- **Task**:
Copy out each line of the material below without changing a word.

- **Task material**:
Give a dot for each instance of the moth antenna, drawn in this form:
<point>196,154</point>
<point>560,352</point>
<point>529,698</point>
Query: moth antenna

- **Task solution**:
Give a dot for each instance of the moth antenna, drawn in this form:
<point>196,154</point>
<point>560,352</point>
<point>529,698</point>
Query: moth antenna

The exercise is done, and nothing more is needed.